Lines before the one containing "the window in" are to be left out; that line and every line after it, through the last line below, are to be reproduced exactly.

***** MATERIALS PROVIDED *****

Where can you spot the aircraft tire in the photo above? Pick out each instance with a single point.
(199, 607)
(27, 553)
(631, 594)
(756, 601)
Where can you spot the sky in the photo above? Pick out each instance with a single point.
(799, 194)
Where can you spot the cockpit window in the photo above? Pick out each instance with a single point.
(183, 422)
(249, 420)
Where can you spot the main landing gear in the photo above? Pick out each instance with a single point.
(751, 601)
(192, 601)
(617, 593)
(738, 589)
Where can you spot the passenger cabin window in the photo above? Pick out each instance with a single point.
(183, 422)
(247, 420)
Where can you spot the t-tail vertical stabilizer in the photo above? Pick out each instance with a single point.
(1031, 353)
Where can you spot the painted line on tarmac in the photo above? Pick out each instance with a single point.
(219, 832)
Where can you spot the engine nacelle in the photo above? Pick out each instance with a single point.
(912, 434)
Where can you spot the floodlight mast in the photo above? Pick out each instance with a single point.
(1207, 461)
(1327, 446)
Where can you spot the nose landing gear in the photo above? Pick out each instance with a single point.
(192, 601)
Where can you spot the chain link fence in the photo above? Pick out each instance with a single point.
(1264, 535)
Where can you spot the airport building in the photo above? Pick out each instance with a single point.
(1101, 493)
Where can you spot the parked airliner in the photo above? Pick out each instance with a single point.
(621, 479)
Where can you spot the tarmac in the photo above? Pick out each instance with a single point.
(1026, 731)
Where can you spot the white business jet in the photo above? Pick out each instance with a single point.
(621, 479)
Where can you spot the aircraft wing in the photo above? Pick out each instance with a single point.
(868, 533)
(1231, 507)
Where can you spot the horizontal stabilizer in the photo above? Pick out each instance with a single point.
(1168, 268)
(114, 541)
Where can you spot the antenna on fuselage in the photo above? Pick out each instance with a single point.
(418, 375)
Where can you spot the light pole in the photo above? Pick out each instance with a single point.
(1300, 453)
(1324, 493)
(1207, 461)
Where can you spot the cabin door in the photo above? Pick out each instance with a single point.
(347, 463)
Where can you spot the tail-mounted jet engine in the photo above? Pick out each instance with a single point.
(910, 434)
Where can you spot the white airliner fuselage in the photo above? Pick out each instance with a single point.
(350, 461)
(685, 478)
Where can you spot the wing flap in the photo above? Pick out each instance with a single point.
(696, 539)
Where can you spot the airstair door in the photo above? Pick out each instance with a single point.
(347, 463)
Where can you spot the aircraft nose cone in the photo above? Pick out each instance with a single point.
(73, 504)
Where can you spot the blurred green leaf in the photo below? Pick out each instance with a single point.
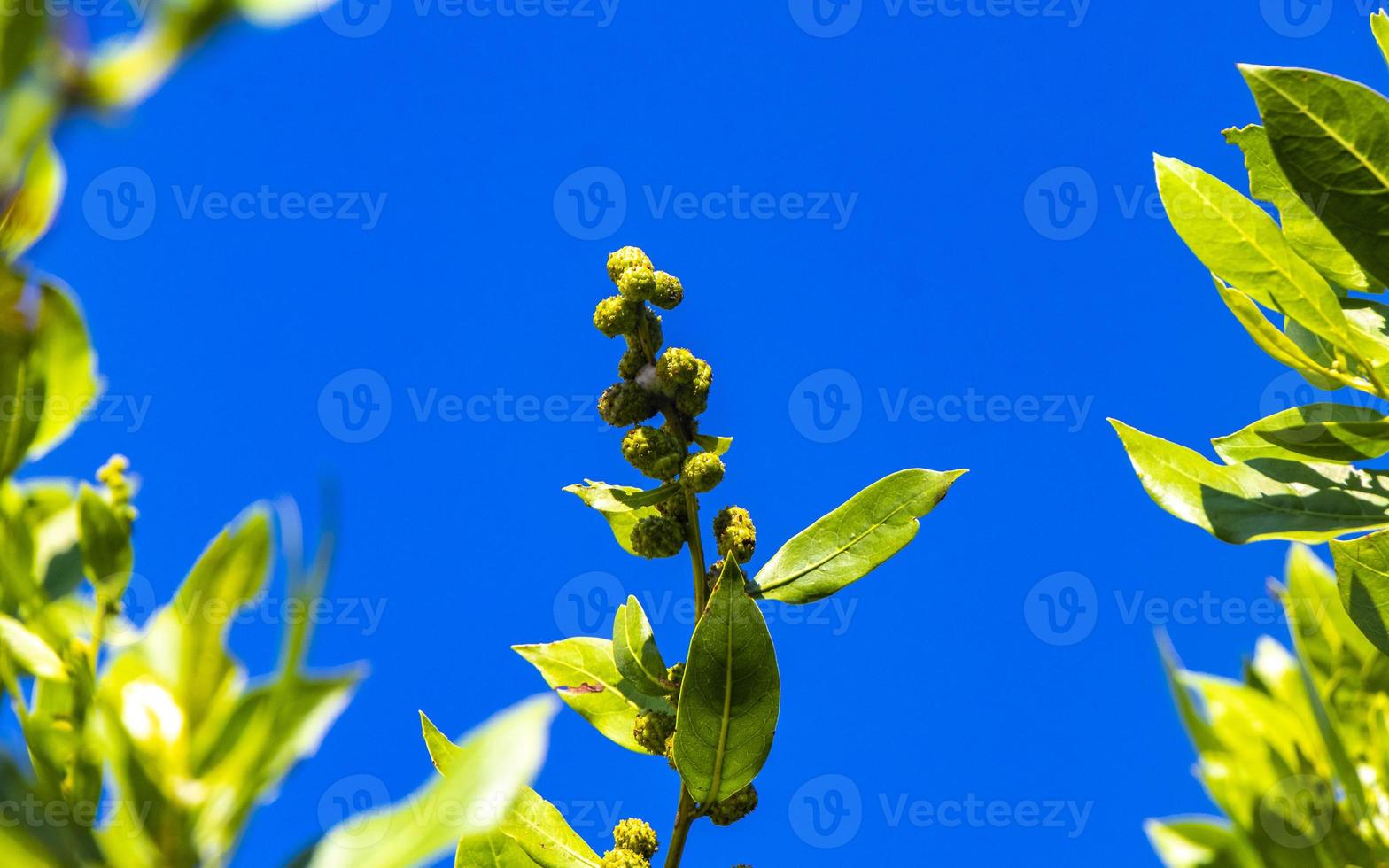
(729, 696)
(635, 653)
(853, 539)
(1339, 434)
(481, 778)
(1328, 136)
(588, 681)
(1260, 500)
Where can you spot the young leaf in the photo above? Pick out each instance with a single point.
(623, 506)
(589, 682)
(729, 696)
(1362, 578)
(484, 775)
(1308, 236)
(1242, 244)
(1339, 434)
(32, 652)
(1263, 500)
(714, 445)
(1328, 136)
(848, 543)
(633, 650)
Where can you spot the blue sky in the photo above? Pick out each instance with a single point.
(912, 235)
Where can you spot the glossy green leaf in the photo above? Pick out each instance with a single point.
(1339, 434)
(1199, 841)
(32, 653)
(531, 823)
(1264, 499)
(853, 539)
(492, 850)
(1328, 135)
(1305, 232)
(714, 445)
(1242, 244)
(1362, 578)
(588, 681)
(29, 213)
(729, 696)
(633, 650)
(486, 772)
(623, 506)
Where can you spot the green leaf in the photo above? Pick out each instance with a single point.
(186, 642)
(729, 696)
(1362, 578)
(31, 210)
(623, 506)
(1261, 500)
(848, 543)
(714, 445)
(588, 681)
(633, 650)
(105, 539)
(1242, 244)
(530, 821)
(1328, 136)
(32, 653)
(1306, 235)
(492, 850)
(1339, 434)
(486, 772)
(1199, 841)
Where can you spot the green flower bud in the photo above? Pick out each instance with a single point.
(631, 363)
(668, 291)
(657, 537)
(703, 471)
(653, 452)
(735, 807)
(735, 533)
(623, 405)
(616, 315)
(624, 259)
(652, 729)
(635, 836)
(636, 283)
(621, 858)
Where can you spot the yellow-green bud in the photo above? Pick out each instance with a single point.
(624, 259)
(735, 533)
(653, 452)
(623, 405)
(635, 836)
(652, 729)
(735, 807)
(621, 858)
(668, 291)
(657, 537)
(636, 283)
(616, 315)
(703, 471)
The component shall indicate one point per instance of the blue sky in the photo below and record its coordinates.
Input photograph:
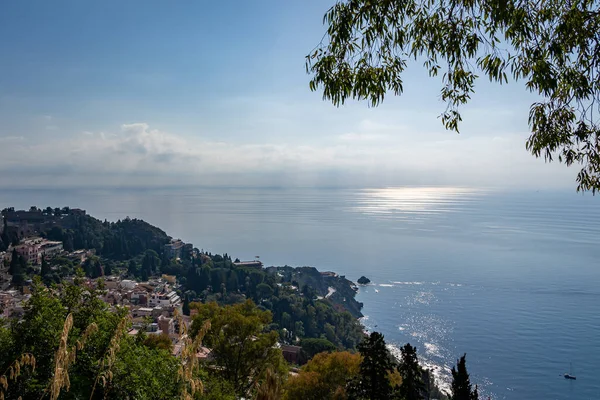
(195, 92)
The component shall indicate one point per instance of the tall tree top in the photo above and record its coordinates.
(551, 45)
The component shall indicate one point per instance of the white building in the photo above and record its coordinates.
(170, 299)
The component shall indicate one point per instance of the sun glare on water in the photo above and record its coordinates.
(414, 200)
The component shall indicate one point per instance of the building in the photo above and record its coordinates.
(166, 325)
(50, 248)
(174, 248)
(250, 264)
(170, 299)
(33, 249)
(291, 353)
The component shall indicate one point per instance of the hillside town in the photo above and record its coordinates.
(154, 306)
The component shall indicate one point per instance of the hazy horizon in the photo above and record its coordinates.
(149, 94)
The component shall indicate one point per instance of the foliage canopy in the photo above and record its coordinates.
(551, 45)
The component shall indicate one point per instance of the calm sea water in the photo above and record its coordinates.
(511, 279)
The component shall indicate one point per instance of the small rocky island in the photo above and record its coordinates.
(363, 280)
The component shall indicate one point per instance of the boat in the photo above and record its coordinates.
(570, 374)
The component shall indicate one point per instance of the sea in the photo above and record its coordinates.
(511, 278)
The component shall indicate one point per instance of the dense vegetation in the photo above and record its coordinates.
(552, 45)
(70, 345)
(296, 297)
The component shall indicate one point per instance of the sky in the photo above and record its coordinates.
(161, 93)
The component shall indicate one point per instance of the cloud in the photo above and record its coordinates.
(361, 137)
(137, 154)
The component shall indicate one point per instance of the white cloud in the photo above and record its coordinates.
(374, 155)
(11, 138)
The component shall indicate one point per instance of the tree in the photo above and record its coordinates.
(412, 386)
(373, 382)
(45, 270)
(461, 384)
(186, 306)
(552, 45)
(243, 351)
(132, 268)
(324, 377)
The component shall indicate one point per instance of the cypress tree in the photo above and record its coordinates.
(17, 269)
(412, 387)
(373, 382)
(461, 384)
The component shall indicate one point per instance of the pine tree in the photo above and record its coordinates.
(16, 269)
(14, 262)
(461, 384)
(373, 382)
(412, 387)
(186, 306)
(132, 268)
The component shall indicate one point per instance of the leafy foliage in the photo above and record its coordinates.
(373, 382)
(552, 45)
(324, 377)
(242, 350)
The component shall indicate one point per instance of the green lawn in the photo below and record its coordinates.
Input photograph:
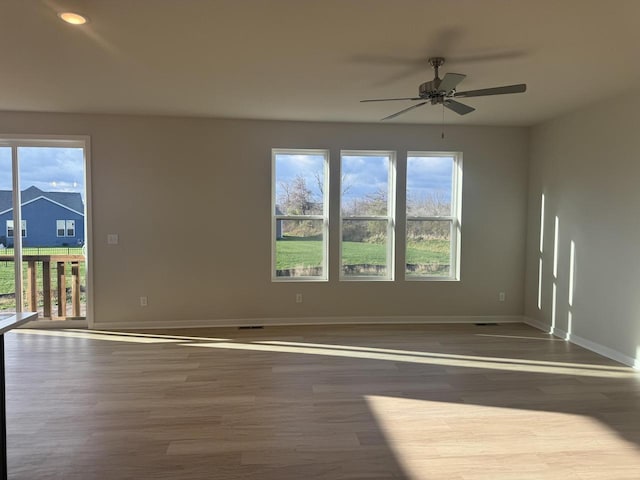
(7, 271)
(292, 252)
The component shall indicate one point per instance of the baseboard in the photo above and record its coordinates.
(584, 343)
(56, 324)
(286, 321)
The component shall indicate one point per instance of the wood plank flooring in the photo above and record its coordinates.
(428, 402)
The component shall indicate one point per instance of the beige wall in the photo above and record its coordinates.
(190, 200)
(588, 166)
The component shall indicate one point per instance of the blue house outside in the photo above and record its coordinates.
(49, 219)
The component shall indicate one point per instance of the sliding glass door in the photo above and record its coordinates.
(43, 243)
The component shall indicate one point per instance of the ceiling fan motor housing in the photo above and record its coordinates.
(431, 90)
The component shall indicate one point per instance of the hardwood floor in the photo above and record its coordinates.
(450, 402)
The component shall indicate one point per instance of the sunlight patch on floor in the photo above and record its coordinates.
(89, 335)
(461, 361)
(440, 440)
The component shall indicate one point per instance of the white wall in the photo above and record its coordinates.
(587, 164)
(190, 200)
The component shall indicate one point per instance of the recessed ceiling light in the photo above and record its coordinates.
(73, 18)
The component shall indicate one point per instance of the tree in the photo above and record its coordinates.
(296, 197)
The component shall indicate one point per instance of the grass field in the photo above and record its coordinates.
(7, 271)
(292, 252)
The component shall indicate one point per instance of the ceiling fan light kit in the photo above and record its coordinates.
(442, 91)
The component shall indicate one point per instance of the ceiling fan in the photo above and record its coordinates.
(442, 91)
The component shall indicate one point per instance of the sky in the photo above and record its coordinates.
(364, 175)
(51, 169)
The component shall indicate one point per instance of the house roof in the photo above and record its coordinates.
(71, 200)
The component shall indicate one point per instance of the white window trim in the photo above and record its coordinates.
(390, 217)
(455, 219)
(64, 229)
(13, 228)
(324, 217)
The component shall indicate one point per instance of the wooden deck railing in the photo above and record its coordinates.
(47, 261)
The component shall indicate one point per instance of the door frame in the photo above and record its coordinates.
(72, 141)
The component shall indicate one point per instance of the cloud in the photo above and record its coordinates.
(55, 169)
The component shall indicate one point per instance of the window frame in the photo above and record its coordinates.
(23, 230)
(390, 218)
(455, 218)
(66, 230)
(279, 217)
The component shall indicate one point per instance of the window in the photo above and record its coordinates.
(300, 198)
(434, 181)
(10, 228)
(66, 228)
(367, 215)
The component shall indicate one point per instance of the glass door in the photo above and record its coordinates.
(8, 281)
(50, 244)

*****

SOLUTION:
The component shall indicate one point per instance of the window in the photo above and record its coordinates.
(300, 198)
(434, 181)
(10, 228)
(66, 228)
(367, 215)
The component shall indicate one point per instance of the glass door in the photo above and record its coordinates.
(8, 281)
(50, 244)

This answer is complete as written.